Coordinate annotation records:
◇ ◇ ◇ ◇ ◇

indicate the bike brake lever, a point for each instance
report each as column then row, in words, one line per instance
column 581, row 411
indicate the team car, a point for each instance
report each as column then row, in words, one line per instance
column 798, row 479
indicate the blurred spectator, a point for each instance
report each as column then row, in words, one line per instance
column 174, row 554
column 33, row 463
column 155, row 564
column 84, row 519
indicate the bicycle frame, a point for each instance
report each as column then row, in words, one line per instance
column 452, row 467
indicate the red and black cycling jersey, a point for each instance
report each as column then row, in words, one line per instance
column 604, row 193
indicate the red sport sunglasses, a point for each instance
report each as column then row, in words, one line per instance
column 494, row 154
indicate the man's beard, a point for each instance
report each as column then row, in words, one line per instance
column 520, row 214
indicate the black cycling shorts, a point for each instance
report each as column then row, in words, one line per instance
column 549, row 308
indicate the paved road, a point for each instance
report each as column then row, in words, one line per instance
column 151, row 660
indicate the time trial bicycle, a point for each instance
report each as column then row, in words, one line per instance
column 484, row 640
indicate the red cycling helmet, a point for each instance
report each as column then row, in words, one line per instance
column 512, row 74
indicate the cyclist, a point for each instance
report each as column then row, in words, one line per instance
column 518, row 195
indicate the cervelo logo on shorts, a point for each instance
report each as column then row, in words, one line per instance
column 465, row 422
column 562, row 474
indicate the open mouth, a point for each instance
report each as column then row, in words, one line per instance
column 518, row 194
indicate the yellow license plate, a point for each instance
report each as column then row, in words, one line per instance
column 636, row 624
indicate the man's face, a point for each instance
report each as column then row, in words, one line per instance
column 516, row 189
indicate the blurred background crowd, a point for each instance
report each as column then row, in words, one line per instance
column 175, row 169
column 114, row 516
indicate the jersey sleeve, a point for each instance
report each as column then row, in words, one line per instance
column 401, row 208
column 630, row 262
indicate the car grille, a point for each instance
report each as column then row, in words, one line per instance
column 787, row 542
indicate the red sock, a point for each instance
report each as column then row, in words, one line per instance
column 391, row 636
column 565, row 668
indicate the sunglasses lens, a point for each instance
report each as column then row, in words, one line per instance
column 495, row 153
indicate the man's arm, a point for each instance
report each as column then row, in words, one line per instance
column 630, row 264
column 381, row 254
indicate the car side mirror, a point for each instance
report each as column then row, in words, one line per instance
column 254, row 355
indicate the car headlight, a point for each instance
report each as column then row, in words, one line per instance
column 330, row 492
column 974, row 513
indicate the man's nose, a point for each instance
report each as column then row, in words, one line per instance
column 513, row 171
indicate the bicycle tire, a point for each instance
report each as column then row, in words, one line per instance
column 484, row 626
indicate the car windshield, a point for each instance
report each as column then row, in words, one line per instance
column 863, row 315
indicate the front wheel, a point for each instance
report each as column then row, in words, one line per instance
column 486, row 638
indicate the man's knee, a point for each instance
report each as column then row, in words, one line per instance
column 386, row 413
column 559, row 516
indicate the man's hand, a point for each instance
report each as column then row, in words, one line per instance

◇ ◇ ◇ ◇ ◇

> _WHAT TO WORK ON_: Copy out all of the records above character for character, with nothing left out or altered.

> _COMPLETE OUTPUT_:
indicate the bike brake lever, a point for each instance
report each as column then row, in words, one line per instance
column 581, row 411
indicate the team car, a point for each instance
report each as column then row, in words, one line per instance
column 798, row 479
indicate the blurred spectator, a point for each instance
report each as column then row, in words, one line per instance
column 174, row 554
column 33, row 463
column 155, row 564
column 84, row 519
indicate the bicycle frame, a point for each instance
report each as column then row, in words, one line per instance
column 452, row 467
indicate the red and black cycling jersey, a point for each instance
report each as column then row, in words, one line per instance
column 604, row 193
indicate the red sport sunglasses, a point for each instance
report each as column then row, in words, one line per instance
column 494, row 154
indicate the man's beard, a point for each instance
report each as column then row, in words, one line per instance
column 520, row 214
indicate the black cycling shorts, a point for each instance
report each as column then row, in words, one line per instance
column 549, row 308
indicate the paved road, a point for each instance
report each as column then row, in words, one line per instance
column 151, row 660
indicate the time trial bicycle, a point for each instance
report each as column then row, in words, one line per instance
column 484, row 640
indicate the red cycling helmet, a point for each instance
report each as column then row, in words, one line per instance
column 512, row 74
indicate the cyclist, a point for each instance
report each as column then row, in words, one line per instance
column 518, row 195
indicate the cervelo logo on shorts, a point for each instance
report each as column then row, in words, one line per instance
column 465, row 422
column 562, row 474
indicate the open mouth, a point for each instance
report each as column then row, in words, one line per instance
column 518, row 194
indicate the yellow license plate, a point for each instance
report each as column then row, in words, one line per instance
column 636, row 624
indicate the man's face, a point for each instance
report each as column then row, in words, one line per instance
column 516, row 189
indicate the blurred background crowd, a point for each instance
report each as column then row, in words, one line per instance
column 175, row 169
column 114, row 516
indicate the jersey sleeve, a point for each instance
report each as column then row, in words, one line per instance
column 401, row 208
column 630, row 262
indicate the car grille, a point for each instance
report each as column then row, in words, one line per instance
column 787, row 542
indicate the red sock, a point for each instance
report each as column then row, in words, one line per instance
column 391, row 636
column 565, row 668
indicate the sunglasses lens, a point for each instance
report each as column then row, in words, one line per instance
column 495, row 153
indicate the man's arm, a point for each instance
report each as column then row, in words, one line per instance
column 630, row 264
column 381, row 254
indicate the car side mirror, a point for each instance
report each as column then row, in words, one line per instance
column 254, row 355
indicate the car headlight, a point for each instance
report each as column then row, in words, one line per instance
column 330, row 492
column 974, row 513
indicate the man's nose, a point for each instance
report each as column then row, in words, one line per instance
column 513, row 171
indicate the bicycle tire, a point for each instance
report each as column then row, in words, one line per instance
column 484, row 626
indicate the car windshield, a point for each instance
report each as column then row, in words, one line per instance
column 863, row 315
indicate the front wheel, a point for each instance
report each as column then row, in words, one line per instance
column 486, row 638
indicate the man's knee, a point for each instance
report each as column then row, in words, one line per instance
column 386, row 413
column 559, row 516
indicate the man's hand, a point for each instance
report each as column then row, in words, one line per instance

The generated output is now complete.